Job → Report every line in the records below that contains the string "cloth", copying each such line in full. Treat uppercase and lowercase letters as different.

Exercise data →
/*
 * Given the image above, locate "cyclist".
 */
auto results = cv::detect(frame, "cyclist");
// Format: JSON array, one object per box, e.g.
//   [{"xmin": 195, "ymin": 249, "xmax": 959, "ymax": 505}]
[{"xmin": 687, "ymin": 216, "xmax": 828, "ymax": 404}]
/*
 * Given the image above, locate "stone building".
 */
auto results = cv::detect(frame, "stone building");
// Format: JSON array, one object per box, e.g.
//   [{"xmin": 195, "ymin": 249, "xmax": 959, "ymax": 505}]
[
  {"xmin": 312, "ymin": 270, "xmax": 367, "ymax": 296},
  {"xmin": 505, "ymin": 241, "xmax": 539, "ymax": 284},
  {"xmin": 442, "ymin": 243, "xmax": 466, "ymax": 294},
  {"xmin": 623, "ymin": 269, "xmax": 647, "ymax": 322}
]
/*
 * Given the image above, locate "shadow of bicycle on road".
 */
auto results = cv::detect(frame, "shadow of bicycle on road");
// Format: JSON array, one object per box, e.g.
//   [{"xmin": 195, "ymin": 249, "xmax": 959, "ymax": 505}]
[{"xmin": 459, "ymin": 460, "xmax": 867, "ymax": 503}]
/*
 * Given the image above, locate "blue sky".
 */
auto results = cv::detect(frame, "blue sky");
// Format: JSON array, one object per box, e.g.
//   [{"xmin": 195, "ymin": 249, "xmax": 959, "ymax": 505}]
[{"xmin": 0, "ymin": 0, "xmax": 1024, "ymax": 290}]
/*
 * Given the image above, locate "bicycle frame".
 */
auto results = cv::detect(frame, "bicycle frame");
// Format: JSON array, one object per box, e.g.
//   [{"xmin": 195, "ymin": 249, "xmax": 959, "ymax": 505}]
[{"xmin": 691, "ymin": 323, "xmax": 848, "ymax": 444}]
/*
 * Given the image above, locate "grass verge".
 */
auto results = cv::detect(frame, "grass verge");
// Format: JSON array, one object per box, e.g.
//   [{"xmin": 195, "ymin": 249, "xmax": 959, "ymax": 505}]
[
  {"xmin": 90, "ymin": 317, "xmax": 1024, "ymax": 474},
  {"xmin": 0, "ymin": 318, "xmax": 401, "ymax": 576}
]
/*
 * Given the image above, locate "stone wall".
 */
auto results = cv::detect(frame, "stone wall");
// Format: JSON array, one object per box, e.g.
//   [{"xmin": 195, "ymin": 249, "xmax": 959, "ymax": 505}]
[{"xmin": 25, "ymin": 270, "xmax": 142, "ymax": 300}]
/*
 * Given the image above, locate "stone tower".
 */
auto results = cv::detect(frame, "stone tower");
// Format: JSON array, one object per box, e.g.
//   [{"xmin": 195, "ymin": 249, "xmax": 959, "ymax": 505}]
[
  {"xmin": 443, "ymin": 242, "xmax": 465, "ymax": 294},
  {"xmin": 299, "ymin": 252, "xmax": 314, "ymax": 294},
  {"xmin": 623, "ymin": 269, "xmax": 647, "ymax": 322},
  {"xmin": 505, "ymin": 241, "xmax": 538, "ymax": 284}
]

---

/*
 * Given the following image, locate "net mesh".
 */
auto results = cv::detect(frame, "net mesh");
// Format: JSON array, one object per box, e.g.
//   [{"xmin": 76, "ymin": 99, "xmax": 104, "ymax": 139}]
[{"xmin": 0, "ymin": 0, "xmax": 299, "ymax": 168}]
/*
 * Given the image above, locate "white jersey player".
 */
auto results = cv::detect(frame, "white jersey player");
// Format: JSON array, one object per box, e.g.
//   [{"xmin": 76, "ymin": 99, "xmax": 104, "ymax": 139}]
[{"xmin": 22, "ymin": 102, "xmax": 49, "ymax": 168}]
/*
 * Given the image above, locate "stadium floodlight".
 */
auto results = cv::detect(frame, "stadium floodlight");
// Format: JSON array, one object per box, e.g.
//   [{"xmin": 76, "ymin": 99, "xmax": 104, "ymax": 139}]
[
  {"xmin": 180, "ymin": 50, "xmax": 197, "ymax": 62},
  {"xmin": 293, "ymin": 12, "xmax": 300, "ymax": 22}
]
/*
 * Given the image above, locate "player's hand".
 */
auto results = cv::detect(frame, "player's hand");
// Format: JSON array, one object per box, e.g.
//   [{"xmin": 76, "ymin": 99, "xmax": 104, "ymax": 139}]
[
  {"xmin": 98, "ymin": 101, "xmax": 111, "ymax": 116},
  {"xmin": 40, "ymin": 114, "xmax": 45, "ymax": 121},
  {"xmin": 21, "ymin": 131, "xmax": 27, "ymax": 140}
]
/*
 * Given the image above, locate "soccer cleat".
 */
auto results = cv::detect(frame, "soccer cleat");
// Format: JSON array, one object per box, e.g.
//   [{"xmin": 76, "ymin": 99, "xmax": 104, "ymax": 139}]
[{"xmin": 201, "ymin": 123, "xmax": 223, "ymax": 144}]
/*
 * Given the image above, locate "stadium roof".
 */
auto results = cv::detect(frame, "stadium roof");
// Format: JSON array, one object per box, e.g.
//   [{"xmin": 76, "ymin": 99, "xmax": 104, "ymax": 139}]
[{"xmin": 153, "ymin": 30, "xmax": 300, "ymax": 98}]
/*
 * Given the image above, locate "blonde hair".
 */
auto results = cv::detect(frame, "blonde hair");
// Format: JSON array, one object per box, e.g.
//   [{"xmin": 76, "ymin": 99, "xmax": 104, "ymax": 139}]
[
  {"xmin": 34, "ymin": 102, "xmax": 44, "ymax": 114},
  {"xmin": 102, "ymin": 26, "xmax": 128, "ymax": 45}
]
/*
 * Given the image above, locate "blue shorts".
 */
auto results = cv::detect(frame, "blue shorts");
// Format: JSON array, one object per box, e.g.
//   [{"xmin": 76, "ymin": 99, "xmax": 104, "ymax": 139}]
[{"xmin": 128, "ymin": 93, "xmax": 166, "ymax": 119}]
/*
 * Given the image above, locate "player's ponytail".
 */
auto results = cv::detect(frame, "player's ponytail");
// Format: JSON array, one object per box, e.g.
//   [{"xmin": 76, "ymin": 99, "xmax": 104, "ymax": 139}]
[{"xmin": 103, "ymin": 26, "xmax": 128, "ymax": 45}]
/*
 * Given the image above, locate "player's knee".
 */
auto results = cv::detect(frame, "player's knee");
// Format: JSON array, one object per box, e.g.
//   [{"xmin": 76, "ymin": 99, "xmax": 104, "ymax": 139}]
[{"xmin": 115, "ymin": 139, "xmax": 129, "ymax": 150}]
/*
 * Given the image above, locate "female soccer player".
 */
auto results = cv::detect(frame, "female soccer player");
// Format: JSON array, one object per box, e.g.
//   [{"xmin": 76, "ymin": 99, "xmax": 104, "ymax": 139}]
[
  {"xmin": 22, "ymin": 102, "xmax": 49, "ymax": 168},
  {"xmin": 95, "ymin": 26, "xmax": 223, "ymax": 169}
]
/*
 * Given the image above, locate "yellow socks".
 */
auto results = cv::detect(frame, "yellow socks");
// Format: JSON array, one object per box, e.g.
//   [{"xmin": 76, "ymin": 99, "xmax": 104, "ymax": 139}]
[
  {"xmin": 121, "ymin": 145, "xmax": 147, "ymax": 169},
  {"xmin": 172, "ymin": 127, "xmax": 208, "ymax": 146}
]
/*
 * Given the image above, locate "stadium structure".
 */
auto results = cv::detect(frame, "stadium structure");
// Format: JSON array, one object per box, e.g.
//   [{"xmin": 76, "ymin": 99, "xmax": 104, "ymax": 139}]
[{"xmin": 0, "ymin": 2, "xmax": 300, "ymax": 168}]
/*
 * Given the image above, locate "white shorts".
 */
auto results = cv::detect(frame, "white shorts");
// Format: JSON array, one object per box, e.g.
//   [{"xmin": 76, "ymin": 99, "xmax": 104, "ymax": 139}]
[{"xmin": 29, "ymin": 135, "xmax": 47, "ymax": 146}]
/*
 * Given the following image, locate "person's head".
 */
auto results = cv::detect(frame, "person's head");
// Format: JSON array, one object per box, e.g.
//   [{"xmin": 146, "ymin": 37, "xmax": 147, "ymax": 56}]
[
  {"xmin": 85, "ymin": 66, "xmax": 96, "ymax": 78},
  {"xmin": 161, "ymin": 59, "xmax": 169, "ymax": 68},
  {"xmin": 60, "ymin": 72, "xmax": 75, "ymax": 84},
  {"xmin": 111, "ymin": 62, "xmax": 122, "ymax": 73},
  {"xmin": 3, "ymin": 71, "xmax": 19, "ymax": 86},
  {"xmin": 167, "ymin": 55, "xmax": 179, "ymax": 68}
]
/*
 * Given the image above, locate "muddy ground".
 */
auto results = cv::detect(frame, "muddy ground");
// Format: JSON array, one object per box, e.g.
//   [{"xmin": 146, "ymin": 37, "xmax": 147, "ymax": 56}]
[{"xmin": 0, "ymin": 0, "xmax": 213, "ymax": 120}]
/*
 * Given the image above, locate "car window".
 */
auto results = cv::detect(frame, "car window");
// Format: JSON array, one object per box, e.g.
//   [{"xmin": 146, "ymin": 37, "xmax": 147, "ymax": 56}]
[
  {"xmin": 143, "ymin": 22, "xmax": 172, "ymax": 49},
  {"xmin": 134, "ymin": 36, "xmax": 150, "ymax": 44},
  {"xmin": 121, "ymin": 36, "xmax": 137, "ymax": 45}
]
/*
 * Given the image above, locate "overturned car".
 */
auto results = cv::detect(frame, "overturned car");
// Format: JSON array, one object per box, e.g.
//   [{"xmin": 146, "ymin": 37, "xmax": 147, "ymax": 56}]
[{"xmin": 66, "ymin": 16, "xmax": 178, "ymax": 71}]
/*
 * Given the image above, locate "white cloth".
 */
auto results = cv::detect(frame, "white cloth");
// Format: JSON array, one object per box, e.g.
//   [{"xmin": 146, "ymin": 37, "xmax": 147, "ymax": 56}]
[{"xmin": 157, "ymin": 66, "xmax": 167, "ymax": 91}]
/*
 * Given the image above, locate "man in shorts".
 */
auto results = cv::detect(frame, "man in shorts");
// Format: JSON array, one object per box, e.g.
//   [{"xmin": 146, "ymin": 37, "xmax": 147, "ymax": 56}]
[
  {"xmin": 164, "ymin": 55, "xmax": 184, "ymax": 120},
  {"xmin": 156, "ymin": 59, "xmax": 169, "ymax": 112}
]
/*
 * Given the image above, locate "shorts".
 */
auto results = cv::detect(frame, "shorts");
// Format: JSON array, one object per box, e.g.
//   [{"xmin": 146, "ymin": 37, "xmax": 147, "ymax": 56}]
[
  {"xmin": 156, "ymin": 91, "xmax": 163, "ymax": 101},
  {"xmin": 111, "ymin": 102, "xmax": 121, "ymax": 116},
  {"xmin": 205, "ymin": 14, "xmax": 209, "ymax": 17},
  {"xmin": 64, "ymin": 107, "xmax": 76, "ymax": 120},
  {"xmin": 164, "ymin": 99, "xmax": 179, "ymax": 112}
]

Task output →
 * Given the image above, locate "white cloth".
auto results = cv::detect(frame, "white cloth");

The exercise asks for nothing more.